Top of PAGE TEXT

Wednesday, September 12, 2007


Sept. 12, 2007
Good morning people. I have kind of a special request for all of you today. My sis on law Jeanne's Grandma passed away last week and the funeral was yesterday. I know it will be hard for her this week and in the weeks to come. People start to go back to the way it was and she is still mourning. Please pray for her or think of her in the next few weeks. We love you Jeanne.
Yesterday I looked through all of my weight watchers stuff and tried to come up with a mixed plan of still low carb high protein but incorperating fruit, rice, all the extra stuff. I think I am going to find a happy medium.
I have to admit something to all of you. Last year I applied to be on the Biggest loser. This is something I have never shared with anyone. I had gotten to the point where nothing had worked for me and i didn't know what else to do. I also spoke with a doctor about lapband surgery which is where they put a band on your stomach and you cannot eat as much. Can I tell you how glad I am that I am not in that hard place anymore. I finaly fell like I am taking control of my life and so glad that I did not resort to surgery or reality tv, even though I kind of am doing it like a reality Tv show on here with all of you. I did not get accepted to the biggest loser becasue I was not big enough. I did qualify for lapband and my insurance would have covered it. I would have had to do a 6 mo doctor supervised diet before the surgery. I started this diet right after I found out all of this. I needed to prove to myself and Shawn that I could stick with something and not take the easy way out. So now I sit at home with my family watching the biggest loser ( which I am addicted too) crying for those people becasue I know exactly how they feel like there is no way out.
Ok so now that I let all m feelings out lets get onto the good stuff
I weighed in this morning at 181.2 the whoosh fairy came to my house last night! I got to open my 35 pound gift which was a brighton keychain from Ali. She is an awesome person. Thanks Ali. I have not been 181 since right after I had Garrett. I am skinnier now then I have been in 10 years. Ouch!

Bottom of PAGE TEXT
Top of RECORDS PROVIDED

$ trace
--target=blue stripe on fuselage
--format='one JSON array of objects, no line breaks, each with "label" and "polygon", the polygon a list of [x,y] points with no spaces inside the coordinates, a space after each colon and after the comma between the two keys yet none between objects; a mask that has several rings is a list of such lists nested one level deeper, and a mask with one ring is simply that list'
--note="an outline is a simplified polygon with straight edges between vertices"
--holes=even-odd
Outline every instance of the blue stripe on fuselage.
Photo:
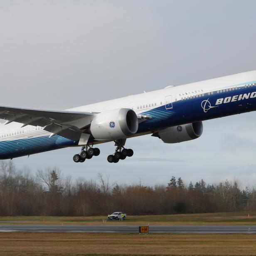
[{"label": "blue stripe on fuselage", "polygon": [[[172,108],[170,109],[165,109],[165,106],[163,105],[141,113],[149,115],[152,118],[140,123],[138,132],[152,131],[168,126],[203,121],[256,110],[256,98],[249,98],[248,99],[215,105],[218,99],[224,99],[228,97],[232,98],[236,95],[239,96],[240,95],[251,94],[254,92],[256,92],[256,86],[254,86],[219,93],[215,91],[213,92],[212,95],[210,94],[208,95],[208,93],[206,93],[203,96],[174,101],[172,103]],[[211,106],[214,107],[210,108],[206,113],[204,111],[201,106],[204,101],[208,101],[208,108],[210,106],[209,103]]]},{"label": "blue stripe on fuselage", "polygon": [[76,145],[78,142],[55,135],[0,142],[0,159],[8,159]]}]

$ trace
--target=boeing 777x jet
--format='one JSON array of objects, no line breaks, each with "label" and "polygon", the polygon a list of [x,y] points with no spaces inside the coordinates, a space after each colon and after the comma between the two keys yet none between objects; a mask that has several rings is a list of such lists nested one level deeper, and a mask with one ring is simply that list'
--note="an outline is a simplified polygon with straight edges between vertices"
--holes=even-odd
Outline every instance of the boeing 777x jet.
[{"label": "boeing 777x jet", "polygon": [[0,106],[9,126],[0,129],[0,159],[80,146],[73,160],[83,162],[99,155],[94,145],[113,141],[116,148],[107,160],[117,162],[133,154],[124,148],[129,138],[152,134],[165,143],[186,141],[201,135],[204,120],[255,110],[256,71],[63,111]]}]

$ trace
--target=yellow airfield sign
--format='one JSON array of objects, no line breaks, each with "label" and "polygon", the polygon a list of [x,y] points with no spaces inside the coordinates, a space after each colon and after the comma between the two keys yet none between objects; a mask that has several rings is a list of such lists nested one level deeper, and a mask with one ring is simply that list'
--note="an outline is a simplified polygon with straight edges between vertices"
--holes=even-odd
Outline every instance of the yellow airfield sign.
[{"label": "yellow airfield sign", "polygon": [[141,226],[139,227],[139,232],[148,233],[149,232],[149,226]]}]

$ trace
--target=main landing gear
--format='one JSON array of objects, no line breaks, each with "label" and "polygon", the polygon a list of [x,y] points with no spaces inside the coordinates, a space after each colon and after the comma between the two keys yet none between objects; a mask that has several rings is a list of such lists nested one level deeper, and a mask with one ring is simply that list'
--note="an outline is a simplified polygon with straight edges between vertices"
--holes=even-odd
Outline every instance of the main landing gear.
[{"label": "main landing gear", "polygon": [[100,154],[101,151],[98,148],[88,148],[88,146],[84,146],[80,154],[75,155],[73,157],[73,160],[76,162],[83,162],[86,159],[91,159],[94,155],[97,156]]},{"label": "main landing gear", "polygon": [[[116,151],[113,155],[110,155],[107,159],[109,162],[118,162],[120,160],[123,160],[126,157],[131,157],[133,155],[133,150],[130,149],[126,149],[123,147],[125,140],[118,140],[115,141],[115,145],[117,146]],[[123,149],[122,149],[123,148]]]}]

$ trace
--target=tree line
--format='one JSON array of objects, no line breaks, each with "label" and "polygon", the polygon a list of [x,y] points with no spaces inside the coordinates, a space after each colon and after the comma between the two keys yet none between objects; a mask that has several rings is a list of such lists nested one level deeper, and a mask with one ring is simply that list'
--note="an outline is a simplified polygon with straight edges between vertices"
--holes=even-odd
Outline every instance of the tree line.
[{"label": "tree line", "polygon": [[237,181],[187,185],[172,176],[166,185],[111,184],[98,173],[95,180],[73,181],[56,169],[36,175],[17,171],[12,161],[0,162],[0,216],[162,214],[256,210],[256,190]]}]

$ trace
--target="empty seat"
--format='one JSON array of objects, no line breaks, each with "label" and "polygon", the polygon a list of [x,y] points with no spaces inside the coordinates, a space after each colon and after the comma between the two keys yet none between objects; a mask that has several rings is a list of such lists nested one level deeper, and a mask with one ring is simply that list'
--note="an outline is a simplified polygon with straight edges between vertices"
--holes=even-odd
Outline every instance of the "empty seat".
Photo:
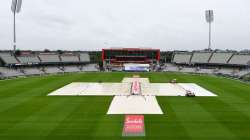
[{"label": "empty seat", "polygon": [[10,53],[0,53],[0,58],[4,61],[6,64],[17,64],[19,63],[15,56],[11,55]]},{"label": "empty seat", "polygon": [[17,59],[21,63],[40,63],[40,60],[37,56],[18,56]]},{"label": "empty seat", "polygon": [[88,53],[80,53],[81,62],[90,62],[90,57]]},{"label": "empty seat", "polygon": [[77,55],[61,55],[62,62],[79,62]]},{"label": "empty seat", "polygon": [[209,63],[211,64],[227,64],[233,53],[213,53]]},{"label": "empty seat", "polygon": [[189,64],[192,54],[190,53],[176,53],[173,58],[173,62],[177,64]]},{"label": "empty seat", "polygon": [[43,63],[60,62],[59,56],[57,54],[39,54],[39,57]]},{"label": "empty seat", "polygon": [[229,64],[234,65],[250,65],[250,54],[235,54],[229,61]]},{"label": "empty seat", "polygon": [[195,52],[193,54],[191,63],[208,63],[209,58],[211,56],[211,52]]}]

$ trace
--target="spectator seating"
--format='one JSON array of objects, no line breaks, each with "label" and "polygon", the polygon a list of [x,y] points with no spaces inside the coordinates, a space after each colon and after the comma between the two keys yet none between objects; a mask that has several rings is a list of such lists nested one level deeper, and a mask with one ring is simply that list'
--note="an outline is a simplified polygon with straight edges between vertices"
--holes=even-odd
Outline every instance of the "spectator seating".
[{"label": "spectator seating", "polygon": [[42,63],[59,63],[61,62],[57,54],[39,54]]},{"label": "spectator seating", "polygon": [[245,55],[245,54],[235,54],[233,57],[230,59],[228,64],[233,64],[233,65],[249,65],[250,66],[250,54]]},{"label": "spectator seating", "polygon": [[191,59],[191,64],[208,63],[212,53],[211,52],[194,52]]},{"label": "spectator seating", "polygon": [[210,64],[227,64],[233,53],[213,53]]},{"label": "spectator seating", "polygon": [[77,55],[61,55],[62,62],[79,62]]},{"label": "spectator seating", "polygon": [[45,73],[47,74],[63,73],[63,70],[59,69],[57,66],[50,66],[50,67],[45,67]]},{"label": "spectator seating", "polygon": [[38,68],[24,68],[23,70],[24,70],[24,73],[26,75],[41,75],[41,74],[44,74],[44,72],[41,71]]},{"label": "spectator seating", "polygon": [[23,64],[28,64],[28,63],[32,63],[32,64],[35,64],[35,63],[40,63],[40,60],[37,56],[18,56],[17,59],[20,61],[20,63],[23,63]]},{"label": "spectator seating", "polygon": [[10,69],[6,67],[0,67],[0,72],[4,77],[16,77],[24,75],[20,69]]},{"label": "spectator seating", "polygon": [[88,53],[80,53],[81,62],[90,62],[90,57]]},{"label": "spectator seating", "polygon": [[189,64],[191,57],[191,53],[176,53],[174,54],[173,63]]},{"label": "spectator seating", "polygon": [[15,56],[11,55],[11,53],[3,52],[0,53],[0,58],[6,63],[6,64],[17,64],[19,63]]},{"label": "spectator seating", "polygon": [[81,71],[77,66],[64,66],[64,72],[79,72]]}]

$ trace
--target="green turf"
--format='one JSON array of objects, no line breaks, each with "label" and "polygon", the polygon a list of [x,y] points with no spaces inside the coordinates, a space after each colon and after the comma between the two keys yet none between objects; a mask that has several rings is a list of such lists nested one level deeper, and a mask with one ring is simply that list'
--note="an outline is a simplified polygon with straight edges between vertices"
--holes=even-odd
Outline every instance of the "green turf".
[{"label": "green turf", "polygon": [[165,115],[145,115],[146,137],[122,137],[112,97],[48,97],[73,81],[119,82],[132,73],[83,73],[0,81],[0,140],[250,139],[250,85],[215,76],[141,73],[151,82],[194,82],[218,97],[157,97]]}]

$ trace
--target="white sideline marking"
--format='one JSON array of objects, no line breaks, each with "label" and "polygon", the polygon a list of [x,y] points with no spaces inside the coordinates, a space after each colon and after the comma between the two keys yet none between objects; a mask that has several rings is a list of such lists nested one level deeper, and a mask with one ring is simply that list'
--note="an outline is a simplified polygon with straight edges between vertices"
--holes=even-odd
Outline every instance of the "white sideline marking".
[{"label": "white sideline marking", "polygon": [[107,114],[163,114],[155,96],[115,96]]}]

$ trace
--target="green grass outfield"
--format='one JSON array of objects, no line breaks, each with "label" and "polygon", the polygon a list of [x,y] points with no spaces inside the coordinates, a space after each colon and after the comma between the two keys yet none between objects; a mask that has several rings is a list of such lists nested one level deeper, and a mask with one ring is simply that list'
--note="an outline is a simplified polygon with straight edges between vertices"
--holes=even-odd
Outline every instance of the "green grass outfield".
[{"label": "green grass outfield", "polygon": [[145,115],[146,137],[122,137],[112,97],[48,97],[75,81],[119,82],[132,73],[82,73],[0,81],[0,140],[250,139],[250,84],[206,75],[141,73],[151,82],[193,82],[218,97],[157,97],[166,114]]}]

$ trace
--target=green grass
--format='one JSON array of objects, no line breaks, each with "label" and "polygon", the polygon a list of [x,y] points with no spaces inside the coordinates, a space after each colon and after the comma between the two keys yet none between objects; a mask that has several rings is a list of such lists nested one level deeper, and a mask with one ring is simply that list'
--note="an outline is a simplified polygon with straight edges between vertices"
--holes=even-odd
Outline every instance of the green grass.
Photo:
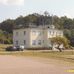
[{"label": "green grass", "polygon": [[74,50],[71,51],[36,51],[36,50],[25,50],[24,52],[7,52],[5,48],[12,45],[0,44],[0,55],[16,55],[16,56],[32,56],[32,57],[42,57],[42,58],[52,58],[58,60],[64,60],[74,63]]},{"label": "green grass", "polygon": [[30,57],[42,57],[42,58],[48,58],[48,59],[57,59],[57,60],[63,60],[67,62],[73,62],[74,63],[74,51],[18,51],[18,52],[6,52],[2,51],[0,52],[0,55],[15,55],[15,56],[30,56]]}]

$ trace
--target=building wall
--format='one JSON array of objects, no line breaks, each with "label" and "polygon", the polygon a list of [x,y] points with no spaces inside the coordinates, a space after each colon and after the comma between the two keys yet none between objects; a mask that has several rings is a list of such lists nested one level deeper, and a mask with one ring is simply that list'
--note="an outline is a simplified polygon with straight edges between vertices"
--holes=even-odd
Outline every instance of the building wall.
[{"label": "building wall", "polygon": [[[51,46],[51,38],[56,36],[62,37],[63,31],[49,28],[16,29],[13,31],[13,44],[14,46],[23,45],[25,48],[49,47]],[[18,45],[16,41],[18,41]]]},{"label": "building wall", "polygon": [[[24,34],[25,32],[25,34]],[[18,34],[17,34],[18,33]],[[25,44],[24,44],[25,40]],[[18,44],[16,43],[18,41]],[[30,29],[17,29],[13,31],[13,44],[14,46],[30,46]]]}]

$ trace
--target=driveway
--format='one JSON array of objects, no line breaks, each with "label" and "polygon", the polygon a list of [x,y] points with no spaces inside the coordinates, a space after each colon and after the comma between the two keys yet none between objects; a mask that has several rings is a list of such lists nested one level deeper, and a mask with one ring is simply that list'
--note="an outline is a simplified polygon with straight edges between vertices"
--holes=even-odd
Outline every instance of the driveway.
[{"label": "driveway", "polygon": [[0,55],[0,74],[74,74],[74,65],[53,59]]}]

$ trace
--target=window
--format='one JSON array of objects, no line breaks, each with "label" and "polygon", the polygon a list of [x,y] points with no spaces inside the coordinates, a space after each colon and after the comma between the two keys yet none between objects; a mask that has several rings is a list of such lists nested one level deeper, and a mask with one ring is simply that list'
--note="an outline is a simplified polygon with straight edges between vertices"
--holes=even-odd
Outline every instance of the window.
[{"label": "window", "polygon": [[32,34],[33,34],[33,35],[36,35],[36,31],[32,31]]},{"label": "window", "polygon": [[32,45],[36,45],[36,40],[33,40],[32,41]]},{"label": "window", "polygon": [[16,41],[16,45],[18,46],[18,41]]},{"label": "window", "polygon": [[24,45],[26,44],[26,40],[24,40]]},{"label": "window", "polygon": [[40,31],[38,31],[38,35],[41,35],[41,32]]},{"label": "window", "polygon": [[18,32],[16,32],[16,35],[18,35]]},{"label": "window", "polygon": [[24,31],[24,35],[26,34],[26,31]]},{"label": "window", "polygon": [[41,45],[41,40],[38,40],[38,45]]}]

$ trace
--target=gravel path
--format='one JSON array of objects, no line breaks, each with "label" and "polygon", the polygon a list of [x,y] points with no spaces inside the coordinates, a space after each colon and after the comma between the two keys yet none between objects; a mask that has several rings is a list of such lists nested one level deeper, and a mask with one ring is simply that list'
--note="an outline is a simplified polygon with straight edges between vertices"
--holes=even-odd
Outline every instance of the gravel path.
[{"label": "gravel path", "polygon": [[74,74],[73,65],[52,59],[0,55],[0,74]]}]

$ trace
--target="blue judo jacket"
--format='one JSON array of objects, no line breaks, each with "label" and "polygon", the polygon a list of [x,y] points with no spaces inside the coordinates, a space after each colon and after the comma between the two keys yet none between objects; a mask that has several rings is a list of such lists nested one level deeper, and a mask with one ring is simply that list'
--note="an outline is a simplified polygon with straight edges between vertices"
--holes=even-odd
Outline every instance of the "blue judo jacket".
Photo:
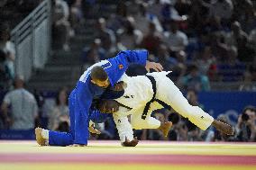
[{"label": "blue judo jacket", "polygon": [[[71,130],[75,144],[87,144],[88,121],[92,112],[90,109],[93,99],[100,97],[105,89],[91,83],[90,71],[95,66],[101,66],[108,75],[112,86],[121,78],[128,67],[133,64],[146,65],[148,58],[147,50],[125,50],[121,51],[113,58],[103,60],[90,67],[78,81],[73,90],[72,100],[75,103],[73,109],[74,121],[71,120]],[[69,97],[70,99],[71,97]],[[72,112],[72,111],[70,111]],[[71,113],[71,112],[70,112]],[[73,122],[73,124],[72,124]]]}]

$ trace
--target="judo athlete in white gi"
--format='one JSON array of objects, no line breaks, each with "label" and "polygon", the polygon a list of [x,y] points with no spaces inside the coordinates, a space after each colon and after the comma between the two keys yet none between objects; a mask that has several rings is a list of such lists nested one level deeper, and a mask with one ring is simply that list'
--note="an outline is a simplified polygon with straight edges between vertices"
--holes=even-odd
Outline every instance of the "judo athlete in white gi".
[{"label": "judo athlete in white gi", "polygon": [[37,128],[35,135],[38,144],[87,146],[89,120],[92,117],[98,120],[103,118],[100,112],[91,109],[92,101],[100,97],[107,87],[114,88],[132,63],[145,66],[147,70],[162,70],[160,64],[150,62],[147,58],[146,50],[125,50],[118,53],[115,58],[100,61],[87,68],[69,98],[70,131],[66,133]]},{"label": "judo athlete in white gi", "polygon": [[[213,125],[222,132],[232,135],[233,130],[228,124],[215,120],[198,106],[192,106],[183,96],[179,89],[170,80],[170,72],[148,73],[146,76],[128,76],[125,74],[119,82],[123,82],[123,94],[119,98],[113,98],[114,92],[106,91],[98,104],[101,112],[113,113],[121,142],[133,141],[133,129],[159,129],[161,122],[151,116],[152,111],[172,107],[178,113],[193,122],[201,130],[206,130]],[[115,95],[116,96],[116,95]],[[131,124],[128,121],[131,116]],[[163,124],[169,130],[170,124]],[[166,131],[165,132],[168,132]],[[164,131],[164,130],[163,130]],[[165,134],[166,135],[166,134]]]}]

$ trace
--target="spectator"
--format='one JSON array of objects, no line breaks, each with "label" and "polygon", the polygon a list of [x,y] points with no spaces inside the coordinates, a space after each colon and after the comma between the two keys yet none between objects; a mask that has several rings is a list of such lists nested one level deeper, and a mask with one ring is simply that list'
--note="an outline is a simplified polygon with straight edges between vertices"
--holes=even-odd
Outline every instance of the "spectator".
[{"label": "spectator", "polygon": [[245,71],[245,65],[237,59],[237,49],[231,47],[227,61],[217,66],[220,79],[224,82],[242,81]]},{"label": "spectator", "polygon": [[7,23],[0,24],[0,49],[6,54],[5,61],[5,66],[10,72],[10,78],[14,78],[14,60],[15,60],[15,48],[14,44],[10,41],[10,28]]},{"label": "spectator", "polygon": [[219,16],[222,20],[229,20],[233,14],[232,0],[217,0],[210,5],[210,14]]},{"label": "spectator", "polygon": [[[78,29],[84,20],[84,13],[82,11],[82,0],[73,0],[70,4],[70,25],[73,29]],[[75,35],[75,31],[70,30],[70,34]]]},{"label": "spectator", "polygon": [[[7,93],[2,103],[5,123],[11,130],[30,130],[34,128],[38,118],[38,106],[34,96],[24,89],[22,76],[15,78],[15,89]],[[11,112],[8,114],[8,107]]]},{"label": "spectator", "polygon": [[240,22],[234,22],[232,24],[232,32],[227,36],[227,44],[237,48],[240,61],[253,60],[255,51],[248,46],[248,35],[242,30]]},{"label": "spectator", "polygon": [[161,35],[157,31],[153,22],[149,23],[149,32],[144,36],[142,41],[142,47],[150,51],[150,53],[158,55],[160,42],[162,41]]},{"label": "spectator", "polygon": [[198,67],[192,65],[188,68],[188,74],[181,78],[181,85],[185,89],[193,89],[196,91],[208,91],[210,90],[210,84],[208,77],[201,75]]},{"label": "spectator", "polygon": [[148,12],[148,6],[149,4],[147,3],[139,4],[139,10],[137,11],[137,13],[134,14],[136,28],[141,31],[149,32],[151,31],[149,24],[151,22],[154,24],[156,31],[162,32],[163,29],[158,16],[153,13],[150,13]]},{"label": "spectator", "polygon": [[[69,130],[69,115],[68,94],[67,90],[62,88],[59,91],[56,97],[56,105],[50,115],[48,128],[52,130],[60,129],[64,130],[64,131],[66,131],[65,130]],[[68,128],[65,127],[66,125],[68,125]]]},{"label": "spectator", "polygon": [[211,79],[214,79],[216,72],[215,57],[212,53],[212,49],[206,46],[202,52],[200,52],[196,59],[197,66],[198,66],[199,72],[202,75],[209,75]]},{"label": "spectator", "polygon": [[107,28],[116,32],[119,29],[123,29],[127,18],[127,4],[121,1],[116,6],[115,13],[110,15],[107,21]]},{"label": "spectator", "polygon": [[236,125],[238,141],[256,141],[255,140],[255,120],[256,108],[247,106],[238,117]]},{"label": "spectator", "polygon": [[[119,30],[119,31],[122,31]],[[140,30],[135,29],[134,18],[127,18],[124,30],[120,33],[120,42],[129,49],[136,49],[141,44],[143,34]]]},{"label": "spectator", "polygon": [[52,8],[53,42],[57,48],[60,47],[63,50],[69,51],[71,27],[69,22],[68,4],[64,0],[54,0]]},{"label": "spectator", "polygon": [[253,29],[249,34],[249,42],[256,51],[256,28]]},{"label": "spectator", "polygon": [[0,90],[8,90],[11,85],[11,72],[5,61],[6,54],[0,49]]},{"label": "spectator", "polygon": [[178,21],[172,20],[169,22],[170,30],[164,33],[164,41],[171,51],[178,51],[185,49],[187,45],[187,35],[180,31],[178,28]]},{"label": "spectator", "polygon": [[243,75],[242,84],[239,86],[240,91],[256,92],[256,85],[252,83],[252,76],[249,71]]},{"label": "spectator", "polygon": [[104,18],[99,18],[96,24],[98,30],[96,32],[96,37],[100,39],[102,48],[105,50],[106,57],[109,58],[111,54],[115,52],[115,35],[112,30],[106,28]]},{"label": "spectator", "polygon": [[82,52],[82,60],[86,67],[100,60],[105,59],[105,49],[101,47],[101,40],[96,39],[89,48],[86,47]]}]

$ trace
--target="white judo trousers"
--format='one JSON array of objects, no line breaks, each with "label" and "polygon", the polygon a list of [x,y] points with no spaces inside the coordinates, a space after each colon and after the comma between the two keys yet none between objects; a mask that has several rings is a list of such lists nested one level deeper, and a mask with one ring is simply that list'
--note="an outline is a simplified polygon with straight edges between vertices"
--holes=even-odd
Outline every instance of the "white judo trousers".
[{"label": "white judo trousers", "polygon": [[[164,102],[171,106],[178,113],[182,115],[199,127],[201,130],[206,130],[214,121],[214,118],[205,112],[198,106],[192,106],[183,96],[179,89],[174,83],[167,77],[169,72],[149,73],[148,76],[154,77],[156,82],[155,98]],[[127,76],[124,75],[120,81],[123,81],[127,86],[124,89],[124,94],[115,99],[118,103],[133,108],[128,110],[121,107],[114,113],[114,121],[119,132],[121,141],[125,140],[125,137],[131,140],[133,139],[132,129],[157,129],[160,122],[151,117],[152,111],[163,108],[157,102],[151,103],[145,119],[142,119],[143,110],[148,102],[153,96],[152,84],[145,76]],[[128,121],[127,115],[131,115],[131,124]],[[132,126],[131,126],[132,125]]]}]

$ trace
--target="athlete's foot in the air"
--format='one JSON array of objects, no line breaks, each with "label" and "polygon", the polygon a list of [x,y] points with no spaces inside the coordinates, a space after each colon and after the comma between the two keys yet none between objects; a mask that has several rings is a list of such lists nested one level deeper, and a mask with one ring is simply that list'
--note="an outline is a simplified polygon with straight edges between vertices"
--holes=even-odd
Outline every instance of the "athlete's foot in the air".
[{"label": "athlete's foot in the air", "polygon": [[233,129],[227,123],[215,120],[212,125],[226,135],[233,135]]},{"label": "athlete's foot in the air", "polygon": [[159,127],[159,130],[161,130],[164,137],[167,137],[171,126],[172,126],[171,121],[163,122],[163,123],[160,123],[160,127]]},{"label": "athlete's foot in the air", "polygon": [[40,146],[45,146],[45,141],[46,141],[46,139],[42,138],[42,136],[41,136],[41,131],[42,131],[42,129],[41,129],[41,128],[36,128],[36,129],[34,130],[35,139],[36,139],[36,142],[37,142]]}]

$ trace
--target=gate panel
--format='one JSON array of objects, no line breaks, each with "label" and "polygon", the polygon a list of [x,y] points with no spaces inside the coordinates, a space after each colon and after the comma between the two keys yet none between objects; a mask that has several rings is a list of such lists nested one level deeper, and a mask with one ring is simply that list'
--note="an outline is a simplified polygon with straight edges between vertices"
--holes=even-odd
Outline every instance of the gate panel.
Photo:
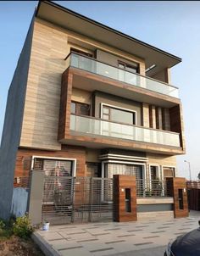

Bottom of RECORDS PROVIDED

» ASSIGNED TASK:
Can you return, word for word, the section of the blog post that opens with the words containing "Yesterday I looked" and closes with "a happy medium."?

» RESPONSE TO THE EXERCISE:
Yesterday I looked through all of my weight watchers stuff and tried to come up with a mixed plan of still low carb high protein but incorperating fruit, rice, all the extra stuff. I think I am going to find a happy medium.